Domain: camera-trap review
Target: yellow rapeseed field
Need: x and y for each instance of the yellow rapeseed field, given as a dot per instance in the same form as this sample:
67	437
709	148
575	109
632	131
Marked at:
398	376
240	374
# # # #
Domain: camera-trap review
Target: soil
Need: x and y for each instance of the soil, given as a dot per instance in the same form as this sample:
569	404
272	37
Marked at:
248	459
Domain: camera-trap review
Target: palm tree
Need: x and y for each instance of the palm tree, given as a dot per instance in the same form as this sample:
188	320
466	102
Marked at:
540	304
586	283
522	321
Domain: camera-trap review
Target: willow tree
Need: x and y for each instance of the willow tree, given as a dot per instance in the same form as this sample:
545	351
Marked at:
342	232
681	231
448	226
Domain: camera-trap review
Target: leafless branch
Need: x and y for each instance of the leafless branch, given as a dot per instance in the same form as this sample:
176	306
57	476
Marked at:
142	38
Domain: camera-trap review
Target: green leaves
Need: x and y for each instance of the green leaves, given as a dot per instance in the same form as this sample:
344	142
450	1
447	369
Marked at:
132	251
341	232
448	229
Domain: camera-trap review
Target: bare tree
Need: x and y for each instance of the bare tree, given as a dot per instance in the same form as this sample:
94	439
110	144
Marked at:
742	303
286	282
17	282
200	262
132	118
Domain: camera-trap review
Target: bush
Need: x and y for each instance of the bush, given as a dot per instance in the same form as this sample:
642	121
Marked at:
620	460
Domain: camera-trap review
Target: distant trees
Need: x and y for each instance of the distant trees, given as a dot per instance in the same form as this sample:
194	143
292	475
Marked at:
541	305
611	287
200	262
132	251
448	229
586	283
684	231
# # # #
(Exercise):
Report how many lines in the rows above contain the string "rapeseed", where case counts. Reply with the number alone.

(Expected answer):
2